Find the line containing "Each matching instance of the red squirrel" in the material below; copy that line and all following lines exactly.
start EXTRACTED DATA
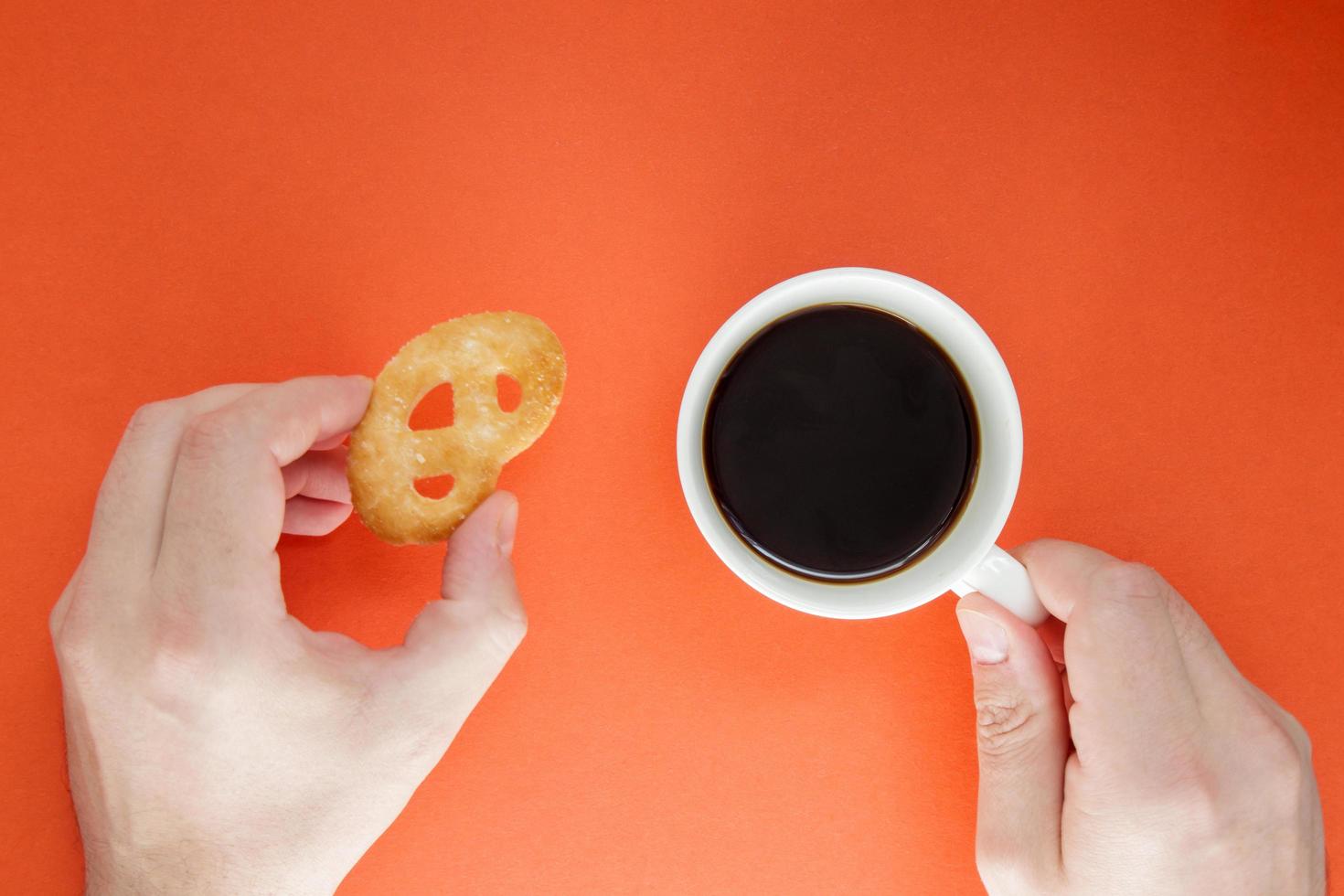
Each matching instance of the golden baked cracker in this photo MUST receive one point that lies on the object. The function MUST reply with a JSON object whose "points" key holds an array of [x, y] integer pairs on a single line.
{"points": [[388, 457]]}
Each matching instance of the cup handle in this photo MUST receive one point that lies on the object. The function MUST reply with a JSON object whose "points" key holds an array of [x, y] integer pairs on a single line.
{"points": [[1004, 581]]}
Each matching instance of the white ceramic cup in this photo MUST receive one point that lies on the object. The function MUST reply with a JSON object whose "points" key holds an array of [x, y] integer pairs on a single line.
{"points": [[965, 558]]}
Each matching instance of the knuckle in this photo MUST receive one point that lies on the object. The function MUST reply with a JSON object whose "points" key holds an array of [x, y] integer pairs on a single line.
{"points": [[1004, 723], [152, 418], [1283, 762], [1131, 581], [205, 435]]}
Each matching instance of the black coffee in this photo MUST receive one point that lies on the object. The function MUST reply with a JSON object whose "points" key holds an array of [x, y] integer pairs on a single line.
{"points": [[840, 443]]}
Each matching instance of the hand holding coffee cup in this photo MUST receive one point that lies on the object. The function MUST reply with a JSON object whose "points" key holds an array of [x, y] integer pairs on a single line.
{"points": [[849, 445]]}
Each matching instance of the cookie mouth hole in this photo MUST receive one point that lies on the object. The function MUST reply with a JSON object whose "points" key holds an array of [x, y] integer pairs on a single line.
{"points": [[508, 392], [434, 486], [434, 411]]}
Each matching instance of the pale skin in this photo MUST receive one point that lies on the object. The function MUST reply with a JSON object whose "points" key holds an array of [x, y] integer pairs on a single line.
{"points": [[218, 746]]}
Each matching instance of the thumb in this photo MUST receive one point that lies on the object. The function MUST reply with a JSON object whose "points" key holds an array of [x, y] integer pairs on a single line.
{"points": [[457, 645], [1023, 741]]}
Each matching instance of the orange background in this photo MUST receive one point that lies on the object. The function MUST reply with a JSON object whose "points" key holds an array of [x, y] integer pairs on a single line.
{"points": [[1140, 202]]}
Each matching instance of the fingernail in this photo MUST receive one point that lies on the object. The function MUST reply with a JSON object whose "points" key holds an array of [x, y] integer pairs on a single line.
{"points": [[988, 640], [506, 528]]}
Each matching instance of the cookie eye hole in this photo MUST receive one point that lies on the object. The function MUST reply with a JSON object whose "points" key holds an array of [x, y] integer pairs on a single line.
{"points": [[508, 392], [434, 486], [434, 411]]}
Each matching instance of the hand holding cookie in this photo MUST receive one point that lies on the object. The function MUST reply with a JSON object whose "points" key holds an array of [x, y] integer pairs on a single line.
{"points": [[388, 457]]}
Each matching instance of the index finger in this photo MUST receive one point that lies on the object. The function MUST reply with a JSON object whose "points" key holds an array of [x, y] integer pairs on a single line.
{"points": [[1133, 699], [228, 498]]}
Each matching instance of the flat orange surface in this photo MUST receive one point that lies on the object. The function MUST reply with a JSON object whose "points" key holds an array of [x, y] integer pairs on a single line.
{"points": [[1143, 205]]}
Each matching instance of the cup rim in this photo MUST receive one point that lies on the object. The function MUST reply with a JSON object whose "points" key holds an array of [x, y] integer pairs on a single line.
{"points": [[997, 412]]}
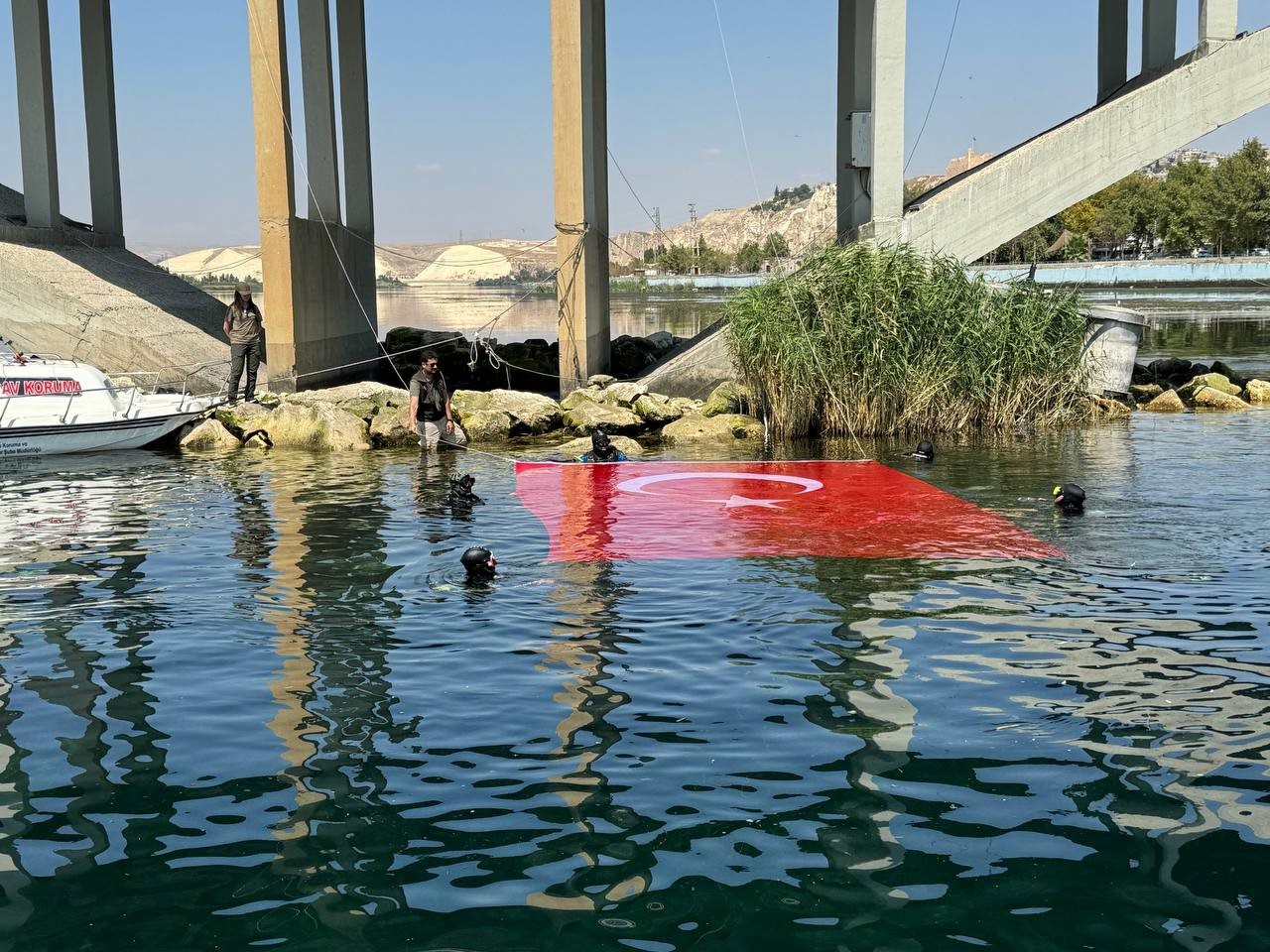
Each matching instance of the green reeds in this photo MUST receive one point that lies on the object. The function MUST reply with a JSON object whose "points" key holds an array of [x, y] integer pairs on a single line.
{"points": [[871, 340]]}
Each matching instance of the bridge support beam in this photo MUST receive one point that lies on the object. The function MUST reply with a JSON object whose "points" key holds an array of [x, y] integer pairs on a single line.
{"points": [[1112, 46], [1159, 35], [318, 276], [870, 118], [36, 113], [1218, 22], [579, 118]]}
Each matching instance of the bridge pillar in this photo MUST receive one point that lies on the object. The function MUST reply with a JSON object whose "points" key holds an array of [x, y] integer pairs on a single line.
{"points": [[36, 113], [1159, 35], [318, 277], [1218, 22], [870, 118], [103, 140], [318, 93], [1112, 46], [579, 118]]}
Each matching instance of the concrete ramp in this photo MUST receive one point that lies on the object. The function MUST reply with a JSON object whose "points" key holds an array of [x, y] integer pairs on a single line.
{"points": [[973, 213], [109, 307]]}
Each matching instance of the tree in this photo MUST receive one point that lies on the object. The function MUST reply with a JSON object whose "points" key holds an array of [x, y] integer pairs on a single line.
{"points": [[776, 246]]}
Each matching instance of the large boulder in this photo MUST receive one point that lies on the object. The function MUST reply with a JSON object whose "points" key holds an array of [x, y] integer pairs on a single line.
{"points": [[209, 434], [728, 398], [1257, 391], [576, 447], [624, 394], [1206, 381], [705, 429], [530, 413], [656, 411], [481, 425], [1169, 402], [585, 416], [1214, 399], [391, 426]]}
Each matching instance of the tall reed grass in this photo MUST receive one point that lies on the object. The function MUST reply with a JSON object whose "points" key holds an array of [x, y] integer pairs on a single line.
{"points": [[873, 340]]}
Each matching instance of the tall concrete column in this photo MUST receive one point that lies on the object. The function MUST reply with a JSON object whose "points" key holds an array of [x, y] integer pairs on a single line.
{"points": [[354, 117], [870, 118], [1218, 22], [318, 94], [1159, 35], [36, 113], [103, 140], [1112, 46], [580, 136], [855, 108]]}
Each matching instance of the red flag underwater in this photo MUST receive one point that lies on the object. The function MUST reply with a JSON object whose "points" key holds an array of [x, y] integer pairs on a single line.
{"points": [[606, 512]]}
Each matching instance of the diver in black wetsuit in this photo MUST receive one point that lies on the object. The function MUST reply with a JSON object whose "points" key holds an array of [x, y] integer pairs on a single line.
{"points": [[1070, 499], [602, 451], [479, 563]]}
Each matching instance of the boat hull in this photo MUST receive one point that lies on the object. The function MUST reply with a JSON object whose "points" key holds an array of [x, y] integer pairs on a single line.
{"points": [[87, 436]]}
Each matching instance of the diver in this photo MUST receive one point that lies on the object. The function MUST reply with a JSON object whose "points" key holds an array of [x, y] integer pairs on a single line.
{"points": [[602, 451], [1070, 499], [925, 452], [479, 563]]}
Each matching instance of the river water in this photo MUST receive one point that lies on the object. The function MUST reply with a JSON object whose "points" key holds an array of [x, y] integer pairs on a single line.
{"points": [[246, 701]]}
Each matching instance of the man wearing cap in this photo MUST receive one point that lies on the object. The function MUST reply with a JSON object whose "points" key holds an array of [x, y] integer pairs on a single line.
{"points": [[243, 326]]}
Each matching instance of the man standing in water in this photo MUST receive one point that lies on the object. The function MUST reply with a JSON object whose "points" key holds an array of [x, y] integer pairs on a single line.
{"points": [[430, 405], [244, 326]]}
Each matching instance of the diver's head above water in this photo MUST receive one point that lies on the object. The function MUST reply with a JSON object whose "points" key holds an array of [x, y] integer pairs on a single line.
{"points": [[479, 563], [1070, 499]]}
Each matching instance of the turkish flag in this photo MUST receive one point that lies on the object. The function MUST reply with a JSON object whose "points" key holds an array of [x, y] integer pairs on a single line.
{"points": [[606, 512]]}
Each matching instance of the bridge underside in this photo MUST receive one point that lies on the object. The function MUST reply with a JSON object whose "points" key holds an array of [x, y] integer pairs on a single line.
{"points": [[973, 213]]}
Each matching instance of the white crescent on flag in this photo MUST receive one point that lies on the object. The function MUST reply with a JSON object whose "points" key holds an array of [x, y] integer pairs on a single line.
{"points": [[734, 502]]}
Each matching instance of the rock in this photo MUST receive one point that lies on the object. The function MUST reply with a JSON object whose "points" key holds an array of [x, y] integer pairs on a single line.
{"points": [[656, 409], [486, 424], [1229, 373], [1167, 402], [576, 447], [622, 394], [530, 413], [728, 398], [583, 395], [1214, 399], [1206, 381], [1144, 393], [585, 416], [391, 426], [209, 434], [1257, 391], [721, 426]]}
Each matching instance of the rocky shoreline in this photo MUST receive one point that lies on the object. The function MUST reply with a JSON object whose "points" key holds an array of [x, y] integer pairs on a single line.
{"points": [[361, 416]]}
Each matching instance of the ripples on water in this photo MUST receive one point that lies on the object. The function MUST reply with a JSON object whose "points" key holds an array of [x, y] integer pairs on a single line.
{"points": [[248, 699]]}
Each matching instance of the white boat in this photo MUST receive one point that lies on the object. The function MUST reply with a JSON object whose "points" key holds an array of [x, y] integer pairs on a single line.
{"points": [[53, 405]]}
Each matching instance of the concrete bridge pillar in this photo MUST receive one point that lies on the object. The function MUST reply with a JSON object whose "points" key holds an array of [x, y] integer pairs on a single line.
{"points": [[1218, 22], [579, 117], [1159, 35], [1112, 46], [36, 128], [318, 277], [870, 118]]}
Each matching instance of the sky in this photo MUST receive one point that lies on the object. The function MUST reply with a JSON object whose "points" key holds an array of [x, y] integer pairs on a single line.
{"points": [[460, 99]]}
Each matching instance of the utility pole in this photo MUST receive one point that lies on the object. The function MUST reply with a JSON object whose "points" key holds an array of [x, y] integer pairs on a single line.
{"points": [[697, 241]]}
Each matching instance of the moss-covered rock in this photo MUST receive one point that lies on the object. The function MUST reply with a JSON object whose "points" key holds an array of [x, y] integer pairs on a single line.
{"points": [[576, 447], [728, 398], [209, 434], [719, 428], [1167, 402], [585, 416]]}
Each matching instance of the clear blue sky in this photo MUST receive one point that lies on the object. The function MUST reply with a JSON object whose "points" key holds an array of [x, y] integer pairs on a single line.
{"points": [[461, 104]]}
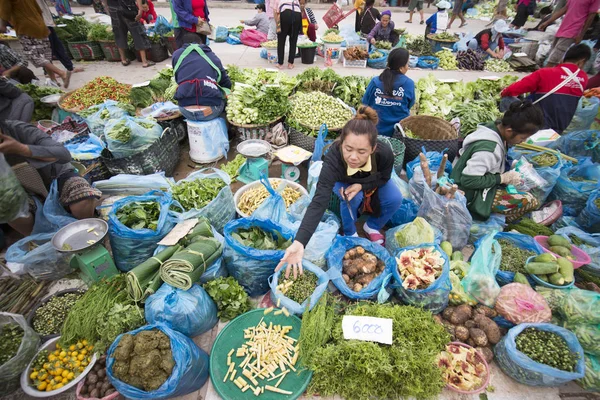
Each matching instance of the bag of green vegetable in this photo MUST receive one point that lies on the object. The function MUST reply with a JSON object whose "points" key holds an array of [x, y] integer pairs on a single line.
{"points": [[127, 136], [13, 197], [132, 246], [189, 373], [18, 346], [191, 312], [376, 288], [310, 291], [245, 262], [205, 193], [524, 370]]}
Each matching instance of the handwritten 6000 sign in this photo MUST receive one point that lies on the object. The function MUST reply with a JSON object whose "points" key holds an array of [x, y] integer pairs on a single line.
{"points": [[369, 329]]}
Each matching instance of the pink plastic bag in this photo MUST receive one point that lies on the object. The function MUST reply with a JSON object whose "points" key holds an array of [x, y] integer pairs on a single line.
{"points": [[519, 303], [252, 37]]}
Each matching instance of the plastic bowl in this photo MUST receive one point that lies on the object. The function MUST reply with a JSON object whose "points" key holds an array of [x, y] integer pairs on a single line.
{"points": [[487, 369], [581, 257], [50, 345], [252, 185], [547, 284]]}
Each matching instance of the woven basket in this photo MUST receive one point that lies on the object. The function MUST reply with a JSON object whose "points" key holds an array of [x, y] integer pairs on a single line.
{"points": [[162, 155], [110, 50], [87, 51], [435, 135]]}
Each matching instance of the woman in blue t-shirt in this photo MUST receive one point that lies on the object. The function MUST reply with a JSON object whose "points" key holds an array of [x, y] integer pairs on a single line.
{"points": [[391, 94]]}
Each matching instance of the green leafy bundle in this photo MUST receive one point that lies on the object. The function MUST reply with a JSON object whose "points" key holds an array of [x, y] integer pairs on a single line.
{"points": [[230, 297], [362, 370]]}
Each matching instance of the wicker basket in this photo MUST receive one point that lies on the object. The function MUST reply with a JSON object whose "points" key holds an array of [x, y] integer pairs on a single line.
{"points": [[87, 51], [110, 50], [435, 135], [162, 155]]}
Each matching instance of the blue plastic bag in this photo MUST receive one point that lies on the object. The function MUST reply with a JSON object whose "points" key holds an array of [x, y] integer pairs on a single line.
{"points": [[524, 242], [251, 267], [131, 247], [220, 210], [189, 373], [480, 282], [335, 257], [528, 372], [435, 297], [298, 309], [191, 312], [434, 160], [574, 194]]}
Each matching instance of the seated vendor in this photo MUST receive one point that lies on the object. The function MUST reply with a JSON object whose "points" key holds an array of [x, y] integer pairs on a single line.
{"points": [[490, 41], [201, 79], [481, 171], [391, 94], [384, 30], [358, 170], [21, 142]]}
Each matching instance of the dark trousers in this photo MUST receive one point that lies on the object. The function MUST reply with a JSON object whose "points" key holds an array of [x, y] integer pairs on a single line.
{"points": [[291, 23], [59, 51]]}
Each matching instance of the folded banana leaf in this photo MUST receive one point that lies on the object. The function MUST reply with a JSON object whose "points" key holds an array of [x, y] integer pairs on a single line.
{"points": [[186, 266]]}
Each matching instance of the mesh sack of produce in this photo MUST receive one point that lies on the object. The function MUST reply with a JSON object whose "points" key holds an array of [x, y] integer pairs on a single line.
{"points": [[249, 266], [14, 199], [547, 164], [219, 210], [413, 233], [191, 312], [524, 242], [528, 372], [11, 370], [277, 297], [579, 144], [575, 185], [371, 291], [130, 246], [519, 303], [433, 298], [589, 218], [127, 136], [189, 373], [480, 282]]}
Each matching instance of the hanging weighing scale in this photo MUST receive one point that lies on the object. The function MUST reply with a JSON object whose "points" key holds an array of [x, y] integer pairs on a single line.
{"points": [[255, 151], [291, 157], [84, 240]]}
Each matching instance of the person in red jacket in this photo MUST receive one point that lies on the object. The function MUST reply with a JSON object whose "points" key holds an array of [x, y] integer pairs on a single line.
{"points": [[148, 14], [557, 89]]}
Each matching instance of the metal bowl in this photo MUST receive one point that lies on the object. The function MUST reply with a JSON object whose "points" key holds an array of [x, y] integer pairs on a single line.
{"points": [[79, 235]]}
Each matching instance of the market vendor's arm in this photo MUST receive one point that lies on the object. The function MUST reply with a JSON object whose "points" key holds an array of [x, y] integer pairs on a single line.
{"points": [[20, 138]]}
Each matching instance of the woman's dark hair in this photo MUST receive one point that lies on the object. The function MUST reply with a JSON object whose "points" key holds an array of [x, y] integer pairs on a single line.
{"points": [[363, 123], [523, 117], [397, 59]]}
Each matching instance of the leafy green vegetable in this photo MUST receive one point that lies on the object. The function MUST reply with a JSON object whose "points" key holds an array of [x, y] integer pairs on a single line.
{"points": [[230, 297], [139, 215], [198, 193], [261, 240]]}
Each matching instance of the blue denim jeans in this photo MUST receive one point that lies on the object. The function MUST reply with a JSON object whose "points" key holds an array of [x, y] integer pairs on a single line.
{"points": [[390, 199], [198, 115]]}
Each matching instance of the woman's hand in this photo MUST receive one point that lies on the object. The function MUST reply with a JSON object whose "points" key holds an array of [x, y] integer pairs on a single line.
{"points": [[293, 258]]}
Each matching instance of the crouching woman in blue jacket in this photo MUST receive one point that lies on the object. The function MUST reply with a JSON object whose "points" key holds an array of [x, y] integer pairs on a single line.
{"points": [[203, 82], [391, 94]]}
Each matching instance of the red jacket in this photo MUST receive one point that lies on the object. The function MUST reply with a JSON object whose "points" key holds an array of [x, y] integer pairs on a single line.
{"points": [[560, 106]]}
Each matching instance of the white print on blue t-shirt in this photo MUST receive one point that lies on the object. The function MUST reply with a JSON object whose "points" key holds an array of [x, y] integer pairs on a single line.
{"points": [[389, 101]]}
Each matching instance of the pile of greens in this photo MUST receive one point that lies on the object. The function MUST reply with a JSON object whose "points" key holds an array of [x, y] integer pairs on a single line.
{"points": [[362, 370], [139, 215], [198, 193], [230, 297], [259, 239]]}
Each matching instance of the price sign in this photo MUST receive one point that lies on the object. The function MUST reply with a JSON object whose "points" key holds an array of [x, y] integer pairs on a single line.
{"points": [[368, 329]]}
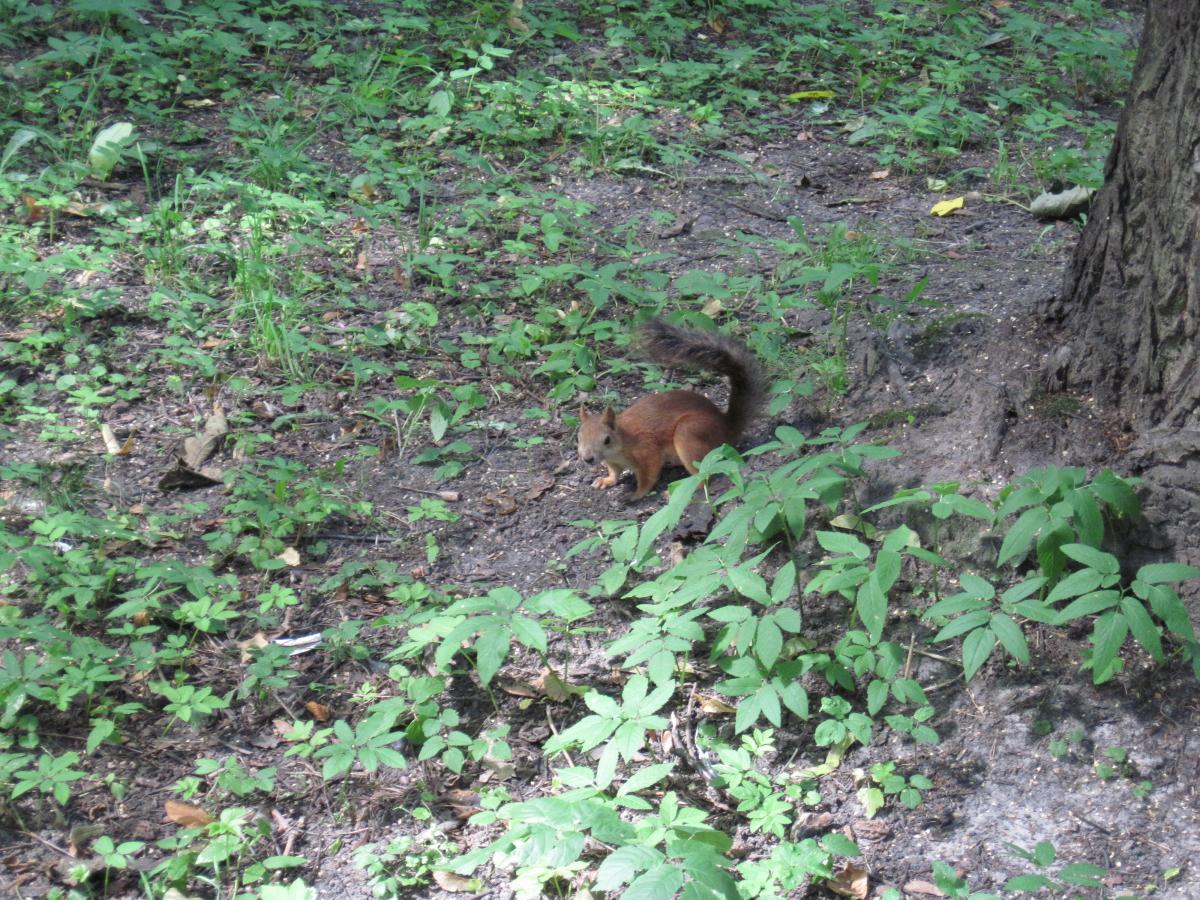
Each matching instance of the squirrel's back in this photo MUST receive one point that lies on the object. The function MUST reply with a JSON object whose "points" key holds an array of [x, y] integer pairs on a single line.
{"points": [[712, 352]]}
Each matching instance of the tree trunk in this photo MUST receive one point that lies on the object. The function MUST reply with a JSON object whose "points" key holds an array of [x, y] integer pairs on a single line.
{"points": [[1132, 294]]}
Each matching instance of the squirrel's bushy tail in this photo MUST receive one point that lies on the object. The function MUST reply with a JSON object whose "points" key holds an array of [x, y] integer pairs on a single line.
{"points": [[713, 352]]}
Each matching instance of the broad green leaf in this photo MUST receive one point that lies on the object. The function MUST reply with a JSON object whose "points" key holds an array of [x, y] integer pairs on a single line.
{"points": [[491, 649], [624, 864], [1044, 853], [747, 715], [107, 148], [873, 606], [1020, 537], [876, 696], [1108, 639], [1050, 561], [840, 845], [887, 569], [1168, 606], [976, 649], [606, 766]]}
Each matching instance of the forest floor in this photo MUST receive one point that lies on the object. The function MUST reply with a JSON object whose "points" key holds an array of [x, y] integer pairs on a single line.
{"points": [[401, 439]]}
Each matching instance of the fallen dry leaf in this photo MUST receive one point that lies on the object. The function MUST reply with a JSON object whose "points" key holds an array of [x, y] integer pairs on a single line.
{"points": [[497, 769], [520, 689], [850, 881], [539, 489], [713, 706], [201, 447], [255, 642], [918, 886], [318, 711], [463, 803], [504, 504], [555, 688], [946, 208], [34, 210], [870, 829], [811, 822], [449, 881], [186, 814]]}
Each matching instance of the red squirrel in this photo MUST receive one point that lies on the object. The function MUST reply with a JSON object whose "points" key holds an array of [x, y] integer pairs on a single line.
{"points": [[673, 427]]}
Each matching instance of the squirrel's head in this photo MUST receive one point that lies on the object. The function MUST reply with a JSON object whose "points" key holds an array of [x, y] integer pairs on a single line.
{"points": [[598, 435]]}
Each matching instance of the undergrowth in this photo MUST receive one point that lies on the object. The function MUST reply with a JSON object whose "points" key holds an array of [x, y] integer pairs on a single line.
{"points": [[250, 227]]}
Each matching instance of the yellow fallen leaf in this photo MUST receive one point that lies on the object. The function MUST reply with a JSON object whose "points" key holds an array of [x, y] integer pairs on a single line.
end EXTRACTED DATA
REPLY:
Each matching instance of the red squirrel in this photo MUST receive one point that lies on the object. The function MUST reply with a JSON object whose "points" key holds an array of [x, y] integer pairs on a single line.
{"points": [[673, 427]]}
Each matching instance of the squirrel's head in this photo MUST receive one point that lies on the object. The function MUST reply with a JSON object whose "points" key holds an array of [x, y] integer pairs on a single line.
{"points": [[598, 435]]}
Each matching instance of the undergrowth in this photo MUST receive one point that lies on the object. The function MUST reply with a JSON object whose "points" key holds an array of [x, y] integer pairs on a single line.
{"points": [[250, 227]]}
Each matching instance of the yellow fallen leaf in this photo MUST receive one point that lies on the object. The function MUST reply with a JSON object whose "points" key holds an array of [x, y] integer pairs on a single line.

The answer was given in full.